**PROBLEM TO SOLVE:** The answer is a single number: the count of lines below in which the word "archway" appears.

*** RECORDS ***

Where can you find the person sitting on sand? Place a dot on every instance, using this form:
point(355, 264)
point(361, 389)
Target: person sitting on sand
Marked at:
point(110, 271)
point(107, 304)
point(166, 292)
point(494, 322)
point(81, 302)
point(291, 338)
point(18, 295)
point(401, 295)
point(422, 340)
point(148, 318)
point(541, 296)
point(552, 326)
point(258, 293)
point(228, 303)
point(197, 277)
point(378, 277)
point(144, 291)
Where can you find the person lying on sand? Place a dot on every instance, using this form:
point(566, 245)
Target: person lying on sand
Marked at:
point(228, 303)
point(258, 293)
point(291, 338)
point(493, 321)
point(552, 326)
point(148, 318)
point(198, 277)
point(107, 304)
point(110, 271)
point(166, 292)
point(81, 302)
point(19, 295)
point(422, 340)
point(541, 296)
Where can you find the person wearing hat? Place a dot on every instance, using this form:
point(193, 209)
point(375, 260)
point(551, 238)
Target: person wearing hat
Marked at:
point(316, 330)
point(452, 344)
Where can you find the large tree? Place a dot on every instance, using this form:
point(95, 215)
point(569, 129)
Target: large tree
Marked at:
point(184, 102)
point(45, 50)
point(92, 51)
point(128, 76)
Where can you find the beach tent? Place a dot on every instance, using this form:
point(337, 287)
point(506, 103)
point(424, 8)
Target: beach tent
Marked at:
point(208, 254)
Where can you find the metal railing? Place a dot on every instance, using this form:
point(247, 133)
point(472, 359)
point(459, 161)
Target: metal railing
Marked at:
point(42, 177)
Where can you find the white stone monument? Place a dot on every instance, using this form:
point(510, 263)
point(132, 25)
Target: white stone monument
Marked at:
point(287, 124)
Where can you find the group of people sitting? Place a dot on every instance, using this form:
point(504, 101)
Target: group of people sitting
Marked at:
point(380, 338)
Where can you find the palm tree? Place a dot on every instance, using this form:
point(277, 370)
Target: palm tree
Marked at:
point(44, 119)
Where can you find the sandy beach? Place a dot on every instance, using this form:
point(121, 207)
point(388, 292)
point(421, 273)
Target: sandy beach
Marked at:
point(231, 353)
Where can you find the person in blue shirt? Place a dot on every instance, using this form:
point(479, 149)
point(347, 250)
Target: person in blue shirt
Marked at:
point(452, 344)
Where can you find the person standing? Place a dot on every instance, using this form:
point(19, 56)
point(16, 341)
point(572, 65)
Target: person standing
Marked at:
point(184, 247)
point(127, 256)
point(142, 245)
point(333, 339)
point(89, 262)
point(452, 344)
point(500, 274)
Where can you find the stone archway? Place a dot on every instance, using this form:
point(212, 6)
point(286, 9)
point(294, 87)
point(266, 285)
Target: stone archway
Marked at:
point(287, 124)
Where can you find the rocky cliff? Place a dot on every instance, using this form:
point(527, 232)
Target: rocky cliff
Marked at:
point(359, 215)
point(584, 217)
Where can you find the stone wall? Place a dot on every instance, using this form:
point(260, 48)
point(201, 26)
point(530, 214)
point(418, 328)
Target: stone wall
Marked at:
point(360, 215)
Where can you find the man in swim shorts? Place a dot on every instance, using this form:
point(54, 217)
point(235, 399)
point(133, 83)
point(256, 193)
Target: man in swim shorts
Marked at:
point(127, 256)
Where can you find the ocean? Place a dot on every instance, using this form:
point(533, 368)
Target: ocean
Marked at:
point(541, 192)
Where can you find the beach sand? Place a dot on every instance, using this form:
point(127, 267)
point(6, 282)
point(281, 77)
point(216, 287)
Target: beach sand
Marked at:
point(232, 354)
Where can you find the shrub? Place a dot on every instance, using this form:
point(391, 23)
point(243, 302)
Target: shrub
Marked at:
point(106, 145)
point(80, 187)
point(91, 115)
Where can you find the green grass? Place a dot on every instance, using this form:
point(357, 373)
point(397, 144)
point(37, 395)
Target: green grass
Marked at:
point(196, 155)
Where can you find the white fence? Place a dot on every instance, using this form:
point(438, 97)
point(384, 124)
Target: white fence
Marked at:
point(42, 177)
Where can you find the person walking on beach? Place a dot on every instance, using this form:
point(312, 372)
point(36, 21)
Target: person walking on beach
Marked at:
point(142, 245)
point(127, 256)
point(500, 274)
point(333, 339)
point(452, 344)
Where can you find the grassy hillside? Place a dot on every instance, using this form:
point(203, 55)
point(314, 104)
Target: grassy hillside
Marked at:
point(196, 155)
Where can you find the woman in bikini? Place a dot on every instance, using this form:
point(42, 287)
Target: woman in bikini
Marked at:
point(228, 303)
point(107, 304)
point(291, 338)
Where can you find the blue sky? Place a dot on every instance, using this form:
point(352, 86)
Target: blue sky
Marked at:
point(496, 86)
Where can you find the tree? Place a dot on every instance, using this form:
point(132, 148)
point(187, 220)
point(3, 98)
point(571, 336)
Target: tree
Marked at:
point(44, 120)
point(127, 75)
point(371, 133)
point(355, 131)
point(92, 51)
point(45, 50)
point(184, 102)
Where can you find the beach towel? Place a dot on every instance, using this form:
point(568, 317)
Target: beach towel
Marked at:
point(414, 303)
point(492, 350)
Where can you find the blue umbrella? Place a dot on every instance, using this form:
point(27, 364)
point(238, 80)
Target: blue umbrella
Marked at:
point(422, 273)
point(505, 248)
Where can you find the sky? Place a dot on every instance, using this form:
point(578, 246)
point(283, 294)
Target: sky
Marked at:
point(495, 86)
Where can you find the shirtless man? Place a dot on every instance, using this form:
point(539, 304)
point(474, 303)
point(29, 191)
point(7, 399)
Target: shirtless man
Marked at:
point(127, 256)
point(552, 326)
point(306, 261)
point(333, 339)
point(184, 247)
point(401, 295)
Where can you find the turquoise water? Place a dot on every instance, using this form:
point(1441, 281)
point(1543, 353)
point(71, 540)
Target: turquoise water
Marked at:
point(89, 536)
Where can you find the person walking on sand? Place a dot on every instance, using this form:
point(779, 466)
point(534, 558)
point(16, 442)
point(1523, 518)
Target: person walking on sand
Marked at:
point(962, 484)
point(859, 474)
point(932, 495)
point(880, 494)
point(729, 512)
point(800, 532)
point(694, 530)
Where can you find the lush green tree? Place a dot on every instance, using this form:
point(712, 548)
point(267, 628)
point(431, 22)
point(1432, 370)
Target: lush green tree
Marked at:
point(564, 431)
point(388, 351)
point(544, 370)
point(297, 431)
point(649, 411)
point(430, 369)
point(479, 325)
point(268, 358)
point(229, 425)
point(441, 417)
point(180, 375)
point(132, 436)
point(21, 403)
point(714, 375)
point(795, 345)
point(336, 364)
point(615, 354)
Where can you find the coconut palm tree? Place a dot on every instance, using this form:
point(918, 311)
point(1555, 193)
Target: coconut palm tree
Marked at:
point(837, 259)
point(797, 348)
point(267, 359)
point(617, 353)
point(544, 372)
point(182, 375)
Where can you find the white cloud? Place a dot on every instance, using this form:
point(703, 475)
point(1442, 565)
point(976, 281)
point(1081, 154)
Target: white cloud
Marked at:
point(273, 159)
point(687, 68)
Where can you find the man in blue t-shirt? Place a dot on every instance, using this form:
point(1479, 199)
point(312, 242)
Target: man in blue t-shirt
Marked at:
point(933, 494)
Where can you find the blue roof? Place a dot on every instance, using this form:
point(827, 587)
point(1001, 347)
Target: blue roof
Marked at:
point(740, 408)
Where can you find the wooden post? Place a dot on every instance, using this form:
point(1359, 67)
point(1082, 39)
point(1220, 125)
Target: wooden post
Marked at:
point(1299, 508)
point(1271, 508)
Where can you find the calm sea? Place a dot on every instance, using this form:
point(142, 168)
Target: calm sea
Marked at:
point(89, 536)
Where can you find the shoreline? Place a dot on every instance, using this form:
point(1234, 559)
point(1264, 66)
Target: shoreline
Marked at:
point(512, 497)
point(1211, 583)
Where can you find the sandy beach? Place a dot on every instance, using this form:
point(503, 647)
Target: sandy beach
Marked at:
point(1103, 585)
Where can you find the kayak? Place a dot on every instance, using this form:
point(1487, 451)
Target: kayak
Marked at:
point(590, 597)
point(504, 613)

*** End of RECORDS ***

**ANSWER SPACE:** 2